━━━━━ MATERIAL

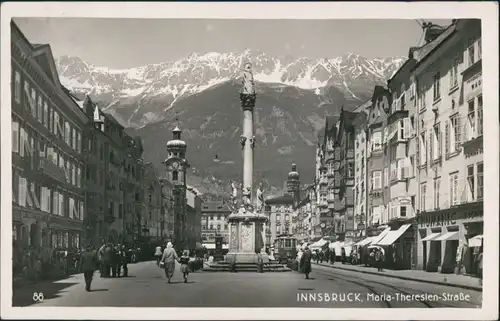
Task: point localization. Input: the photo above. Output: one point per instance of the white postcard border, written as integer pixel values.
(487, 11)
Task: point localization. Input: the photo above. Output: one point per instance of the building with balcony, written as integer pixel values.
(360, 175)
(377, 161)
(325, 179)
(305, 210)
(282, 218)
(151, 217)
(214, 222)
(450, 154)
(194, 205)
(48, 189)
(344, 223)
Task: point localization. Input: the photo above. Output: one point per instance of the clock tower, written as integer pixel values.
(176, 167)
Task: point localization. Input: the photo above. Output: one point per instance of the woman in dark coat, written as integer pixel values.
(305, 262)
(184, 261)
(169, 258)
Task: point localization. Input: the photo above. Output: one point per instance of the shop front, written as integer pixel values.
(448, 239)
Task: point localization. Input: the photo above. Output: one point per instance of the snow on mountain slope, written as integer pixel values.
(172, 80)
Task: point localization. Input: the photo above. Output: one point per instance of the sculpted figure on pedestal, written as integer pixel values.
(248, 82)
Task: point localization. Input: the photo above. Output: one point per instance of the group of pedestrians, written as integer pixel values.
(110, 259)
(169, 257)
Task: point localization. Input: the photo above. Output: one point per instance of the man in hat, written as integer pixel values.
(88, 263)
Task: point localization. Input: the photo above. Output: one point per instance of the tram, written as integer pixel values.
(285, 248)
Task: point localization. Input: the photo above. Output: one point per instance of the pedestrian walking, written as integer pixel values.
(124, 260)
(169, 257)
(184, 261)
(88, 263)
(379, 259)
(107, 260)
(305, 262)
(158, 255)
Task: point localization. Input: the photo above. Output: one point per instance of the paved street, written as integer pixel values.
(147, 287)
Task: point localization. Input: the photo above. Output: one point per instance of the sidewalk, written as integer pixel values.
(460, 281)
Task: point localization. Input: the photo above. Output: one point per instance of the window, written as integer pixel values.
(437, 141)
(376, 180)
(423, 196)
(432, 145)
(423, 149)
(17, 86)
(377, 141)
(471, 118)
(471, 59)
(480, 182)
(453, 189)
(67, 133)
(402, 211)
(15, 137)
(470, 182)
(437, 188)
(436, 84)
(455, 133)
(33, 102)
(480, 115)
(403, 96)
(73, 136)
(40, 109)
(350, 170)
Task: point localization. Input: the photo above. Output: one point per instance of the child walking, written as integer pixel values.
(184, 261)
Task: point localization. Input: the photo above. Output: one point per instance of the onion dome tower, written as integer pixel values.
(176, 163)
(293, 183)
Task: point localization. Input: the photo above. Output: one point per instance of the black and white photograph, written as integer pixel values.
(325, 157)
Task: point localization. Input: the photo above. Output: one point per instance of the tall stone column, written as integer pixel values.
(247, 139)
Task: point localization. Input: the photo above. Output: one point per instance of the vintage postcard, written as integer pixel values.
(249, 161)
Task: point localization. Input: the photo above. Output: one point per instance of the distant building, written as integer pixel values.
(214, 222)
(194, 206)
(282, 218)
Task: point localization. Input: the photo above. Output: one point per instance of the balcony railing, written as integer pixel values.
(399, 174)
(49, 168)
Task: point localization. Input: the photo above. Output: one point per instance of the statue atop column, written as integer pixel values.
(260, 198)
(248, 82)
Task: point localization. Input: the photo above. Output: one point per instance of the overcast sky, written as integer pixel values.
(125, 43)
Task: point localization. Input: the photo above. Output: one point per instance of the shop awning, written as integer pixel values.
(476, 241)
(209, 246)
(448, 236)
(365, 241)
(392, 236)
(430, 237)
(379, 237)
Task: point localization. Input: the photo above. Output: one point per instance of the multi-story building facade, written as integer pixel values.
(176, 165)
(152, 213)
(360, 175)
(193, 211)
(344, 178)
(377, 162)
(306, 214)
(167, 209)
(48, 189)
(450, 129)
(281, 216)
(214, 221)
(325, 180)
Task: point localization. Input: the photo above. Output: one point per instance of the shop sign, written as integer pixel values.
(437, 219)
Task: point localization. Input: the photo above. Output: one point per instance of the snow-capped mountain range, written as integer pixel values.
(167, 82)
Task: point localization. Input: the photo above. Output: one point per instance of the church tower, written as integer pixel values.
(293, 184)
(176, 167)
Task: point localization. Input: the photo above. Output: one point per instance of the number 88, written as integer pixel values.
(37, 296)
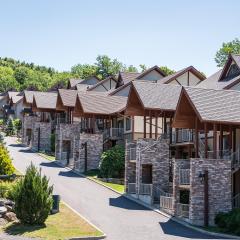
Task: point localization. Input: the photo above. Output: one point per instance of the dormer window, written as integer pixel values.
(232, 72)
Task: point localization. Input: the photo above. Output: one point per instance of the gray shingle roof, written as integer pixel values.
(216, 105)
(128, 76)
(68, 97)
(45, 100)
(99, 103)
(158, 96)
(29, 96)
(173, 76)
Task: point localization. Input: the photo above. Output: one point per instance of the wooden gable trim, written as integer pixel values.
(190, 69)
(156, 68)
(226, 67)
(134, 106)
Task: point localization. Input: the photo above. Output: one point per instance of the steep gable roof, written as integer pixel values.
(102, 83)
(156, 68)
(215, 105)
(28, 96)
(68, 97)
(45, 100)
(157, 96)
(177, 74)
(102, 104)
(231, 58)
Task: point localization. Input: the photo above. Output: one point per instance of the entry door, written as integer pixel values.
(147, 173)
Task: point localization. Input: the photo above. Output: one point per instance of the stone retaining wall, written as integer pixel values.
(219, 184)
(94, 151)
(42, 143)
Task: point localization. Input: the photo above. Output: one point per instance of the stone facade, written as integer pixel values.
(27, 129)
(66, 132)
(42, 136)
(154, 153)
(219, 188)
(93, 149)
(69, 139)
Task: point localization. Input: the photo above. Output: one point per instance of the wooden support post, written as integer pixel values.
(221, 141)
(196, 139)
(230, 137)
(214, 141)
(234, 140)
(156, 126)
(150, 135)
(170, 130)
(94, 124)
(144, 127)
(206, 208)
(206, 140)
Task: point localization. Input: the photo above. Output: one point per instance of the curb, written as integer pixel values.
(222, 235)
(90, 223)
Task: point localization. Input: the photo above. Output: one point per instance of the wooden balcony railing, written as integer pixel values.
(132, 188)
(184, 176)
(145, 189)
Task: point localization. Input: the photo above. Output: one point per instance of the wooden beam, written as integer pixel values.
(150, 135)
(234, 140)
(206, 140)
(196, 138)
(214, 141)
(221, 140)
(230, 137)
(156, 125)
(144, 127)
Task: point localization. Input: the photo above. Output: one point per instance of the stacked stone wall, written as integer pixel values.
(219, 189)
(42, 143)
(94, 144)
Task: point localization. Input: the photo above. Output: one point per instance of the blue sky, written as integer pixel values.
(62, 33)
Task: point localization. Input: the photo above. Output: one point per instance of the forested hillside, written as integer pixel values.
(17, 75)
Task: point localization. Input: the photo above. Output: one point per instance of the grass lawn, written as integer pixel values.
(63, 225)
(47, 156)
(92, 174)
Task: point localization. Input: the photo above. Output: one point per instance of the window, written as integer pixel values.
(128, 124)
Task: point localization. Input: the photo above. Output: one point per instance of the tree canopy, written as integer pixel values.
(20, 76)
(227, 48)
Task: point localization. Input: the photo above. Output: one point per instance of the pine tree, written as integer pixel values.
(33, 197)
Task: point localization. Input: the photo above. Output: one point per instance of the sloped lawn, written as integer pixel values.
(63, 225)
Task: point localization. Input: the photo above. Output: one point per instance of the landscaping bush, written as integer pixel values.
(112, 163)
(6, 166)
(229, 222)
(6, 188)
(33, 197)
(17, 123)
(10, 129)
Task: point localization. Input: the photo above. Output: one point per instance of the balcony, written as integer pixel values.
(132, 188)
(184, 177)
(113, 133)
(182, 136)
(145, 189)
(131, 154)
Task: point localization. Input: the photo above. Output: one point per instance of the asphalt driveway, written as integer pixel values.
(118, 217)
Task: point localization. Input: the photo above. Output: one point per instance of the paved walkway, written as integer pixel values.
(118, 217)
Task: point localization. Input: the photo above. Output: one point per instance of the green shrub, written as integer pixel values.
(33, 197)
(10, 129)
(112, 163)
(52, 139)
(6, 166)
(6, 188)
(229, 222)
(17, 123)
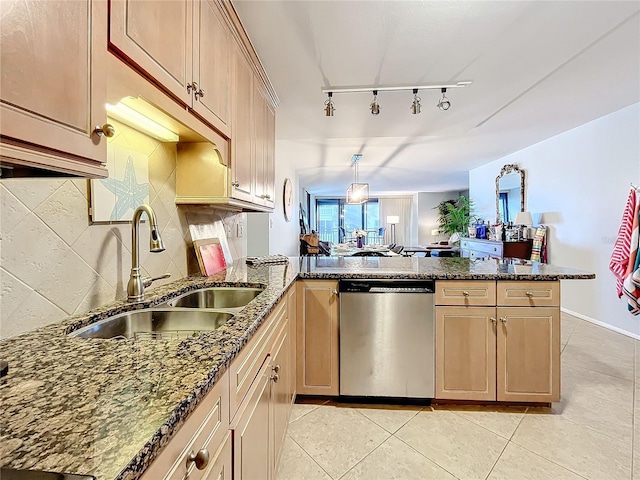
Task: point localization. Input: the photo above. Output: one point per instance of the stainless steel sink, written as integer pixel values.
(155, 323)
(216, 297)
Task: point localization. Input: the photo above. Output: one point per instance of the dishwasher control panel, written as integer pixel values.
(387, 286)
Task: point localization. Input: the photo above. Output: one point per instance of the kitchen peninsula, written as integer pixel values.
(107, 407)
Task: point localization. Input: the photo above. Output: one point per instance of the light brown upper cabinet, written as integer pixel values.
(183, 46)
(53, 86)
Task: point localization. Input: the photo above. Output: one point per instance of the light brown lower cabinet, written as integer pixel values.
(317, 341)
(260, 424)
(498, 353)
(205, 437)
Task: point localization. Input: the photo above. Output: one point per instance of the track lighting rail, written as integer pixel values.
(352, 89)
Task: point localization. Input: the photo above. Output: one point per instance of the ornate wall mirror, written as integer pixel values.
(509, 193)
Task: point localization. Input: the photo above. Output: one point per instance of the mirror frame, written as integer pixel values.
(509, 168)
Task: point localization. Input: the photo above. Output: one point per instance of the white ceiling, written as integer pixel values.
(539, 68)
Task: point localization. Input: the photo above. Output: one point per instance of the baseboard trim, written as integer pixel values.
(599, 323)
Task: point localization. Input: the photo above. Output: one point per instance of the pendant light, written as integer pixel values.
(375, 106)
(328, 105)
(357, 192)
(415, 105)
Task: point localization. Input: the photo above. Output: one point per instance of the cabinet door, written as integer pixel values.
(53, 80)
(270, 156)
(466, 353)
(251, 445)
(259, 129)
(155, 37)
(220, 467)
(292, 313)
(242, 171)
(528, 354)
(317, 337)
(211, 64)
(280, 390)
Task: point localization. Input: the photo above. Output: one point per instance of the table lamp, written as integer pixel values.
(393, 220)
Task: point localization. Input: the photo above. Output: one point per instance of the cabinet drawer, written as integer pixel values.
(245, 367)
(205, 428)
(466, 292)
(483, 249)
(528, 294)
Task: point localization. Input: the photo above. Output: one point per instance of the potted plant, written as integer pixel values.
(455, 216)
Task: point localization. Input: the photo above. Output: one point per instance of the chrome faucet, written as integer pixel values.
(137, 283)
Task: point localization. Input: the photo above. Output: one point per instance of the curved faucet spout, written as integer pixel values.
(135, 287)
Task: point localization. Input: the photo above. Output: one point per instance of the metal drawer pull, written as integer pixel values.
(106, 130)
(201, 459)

━━━━━━━━━━
━━━━━ MATERIAL

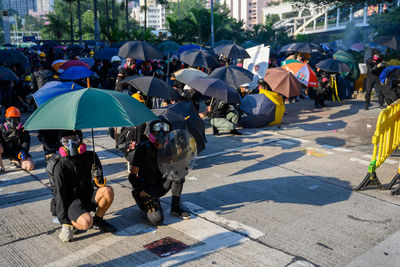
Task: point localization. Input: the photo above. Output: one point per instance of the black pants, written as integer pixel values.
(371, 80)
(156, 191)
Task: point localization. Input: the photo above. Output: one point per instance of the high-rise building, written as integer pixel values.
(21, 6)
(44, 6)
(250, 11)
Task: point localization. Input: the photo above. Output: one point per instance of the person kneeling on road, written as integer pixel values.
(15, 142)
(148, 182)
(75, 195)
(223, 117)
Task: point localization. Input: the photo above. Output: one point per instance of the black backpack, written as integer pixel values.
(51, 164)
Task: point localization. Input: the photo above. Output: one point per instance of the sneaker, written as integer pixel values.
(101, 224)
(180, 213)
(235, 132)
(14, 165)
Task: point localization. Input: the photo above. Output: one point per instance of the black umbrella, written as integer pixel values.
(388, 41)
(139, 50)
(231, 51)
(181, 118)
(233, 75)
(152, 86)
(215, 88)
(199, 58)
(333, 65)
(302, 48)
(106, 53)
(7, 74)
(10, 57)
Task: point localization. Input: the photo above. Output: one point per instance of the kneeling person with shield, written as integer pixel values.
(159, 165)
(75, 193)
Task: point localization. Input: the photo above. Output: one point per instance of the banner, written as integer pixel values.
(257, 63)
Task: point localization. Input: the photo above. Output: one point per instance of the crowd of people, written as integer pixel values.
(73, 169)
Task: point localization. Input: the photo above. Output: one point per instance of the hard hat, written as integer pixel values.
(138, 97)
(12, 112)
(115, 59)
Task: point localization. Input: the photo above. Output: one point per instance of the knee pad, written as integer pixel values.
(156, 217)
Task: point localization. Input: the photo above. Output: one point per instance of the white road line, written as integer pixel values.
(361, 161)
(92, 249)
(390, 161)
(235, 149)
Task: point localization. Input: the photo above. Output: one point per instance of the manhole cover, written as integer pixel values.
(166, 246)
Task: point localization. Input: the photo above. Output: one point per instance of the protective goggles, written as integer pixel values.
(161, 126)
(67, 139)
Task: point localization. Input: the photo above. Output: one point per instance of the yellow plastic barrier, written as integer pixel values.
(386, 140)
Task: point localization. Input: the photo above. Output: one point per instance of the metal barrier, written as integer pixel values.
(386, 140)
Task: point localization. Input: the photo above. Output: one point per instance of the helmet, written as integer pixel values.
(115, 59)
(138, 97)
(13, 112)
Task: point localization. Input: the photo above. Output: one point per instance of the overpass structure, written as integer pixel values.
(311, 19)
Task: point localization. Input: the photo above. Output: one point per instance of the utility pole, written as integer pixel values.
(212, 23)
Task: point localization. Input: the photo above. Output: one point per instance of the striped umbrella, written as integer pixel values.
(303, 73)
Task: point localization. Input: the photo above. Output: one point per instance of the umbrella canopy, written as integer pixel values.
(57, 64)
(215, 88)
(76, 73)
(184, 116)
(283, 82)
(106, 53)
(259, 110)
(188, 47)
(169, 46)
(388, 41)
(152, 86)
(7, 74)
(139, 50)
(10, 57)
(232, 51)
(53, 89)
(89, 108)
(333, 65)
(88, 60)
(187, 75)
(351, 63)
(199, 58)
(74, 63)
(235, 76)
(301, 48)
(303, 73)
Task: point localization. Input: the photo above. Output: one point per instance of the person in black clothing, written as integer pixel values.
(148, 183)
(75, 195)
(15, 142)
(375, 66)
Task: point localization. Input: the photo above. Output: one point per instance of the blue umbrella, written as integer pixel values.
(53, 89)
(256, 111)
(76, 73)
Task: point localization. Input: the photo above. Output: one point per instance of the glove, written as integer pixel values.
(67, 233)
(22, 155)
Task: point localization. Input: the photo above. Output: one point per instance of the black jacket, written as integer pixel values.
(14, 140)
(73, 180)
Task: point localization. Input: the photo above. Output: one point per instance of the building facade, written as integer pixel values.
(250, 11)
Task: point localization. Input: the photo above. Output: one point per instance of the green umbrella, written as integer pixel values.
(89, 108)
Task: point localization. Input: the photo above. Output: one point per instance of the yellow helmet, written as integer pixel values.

━━━━━━━━━━
━━━━━ MATERIAL

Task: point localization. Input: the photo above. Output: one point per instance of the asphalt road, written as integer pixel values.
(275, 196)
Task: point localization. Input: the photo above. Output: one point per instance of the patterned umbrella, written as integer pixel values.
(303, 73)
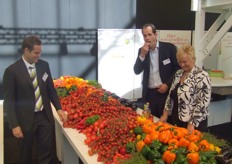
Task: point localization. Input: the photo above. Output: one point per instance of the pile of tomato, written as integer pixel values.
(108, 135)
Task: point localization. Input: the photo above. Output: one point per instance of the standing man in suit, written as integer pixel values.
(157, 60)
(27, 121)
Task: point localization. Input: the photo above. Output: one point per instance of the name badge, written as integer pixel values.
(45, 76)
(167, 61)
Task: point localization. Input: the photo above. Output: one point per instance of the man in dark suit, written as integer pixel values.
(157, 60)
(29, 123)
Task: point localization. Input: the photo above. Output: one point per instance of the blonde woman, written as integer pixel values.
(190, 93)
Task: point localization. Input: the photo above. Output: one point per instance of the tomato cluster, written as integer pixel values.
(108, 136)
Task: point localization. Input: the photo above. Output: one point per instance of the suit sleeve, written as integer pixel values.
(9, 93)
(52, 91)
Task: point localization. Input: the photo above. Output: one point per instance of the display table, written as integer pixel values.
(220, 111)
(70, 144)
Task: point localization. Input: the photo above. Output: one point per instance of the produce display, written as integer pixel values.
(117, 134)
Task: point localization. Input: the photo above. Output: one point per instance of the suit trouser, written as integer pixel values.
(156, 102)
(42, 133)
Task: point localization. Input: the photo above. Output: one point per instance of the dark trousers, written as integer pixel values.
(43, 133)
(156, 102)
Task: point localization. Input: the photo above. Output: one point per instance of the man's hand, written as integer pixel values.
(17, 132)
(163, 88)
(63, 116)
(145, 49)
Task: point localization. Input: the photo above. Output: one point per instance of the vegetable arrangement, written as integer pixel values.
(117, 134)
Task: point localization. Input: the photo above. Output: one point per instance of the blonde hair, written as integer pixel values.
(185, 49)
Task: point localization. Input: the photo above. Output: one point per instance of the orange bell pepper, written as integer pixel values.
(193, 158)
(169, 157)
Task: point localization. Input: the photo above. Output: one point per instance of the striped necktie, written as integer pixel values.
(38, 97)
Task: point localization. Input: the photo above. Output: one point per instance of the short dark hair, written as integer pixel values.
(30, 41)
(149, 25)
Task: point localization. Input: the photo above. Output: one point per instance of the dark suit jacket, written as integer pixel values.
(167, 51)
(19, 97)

━━━━━━━━━━

THE TASK:
Identify every line of the records above that contains the string "drawer", and copy each one in full. Case counts.

WORKED ANSWER:
Task: point localization. Input: the photo above. Output: one point per instance of the cabinet drawer, written as integer pixel values.
Task: point localization. Input: the photo above. Output: one point per instance of the metal drawer pull, written as integer pixel values.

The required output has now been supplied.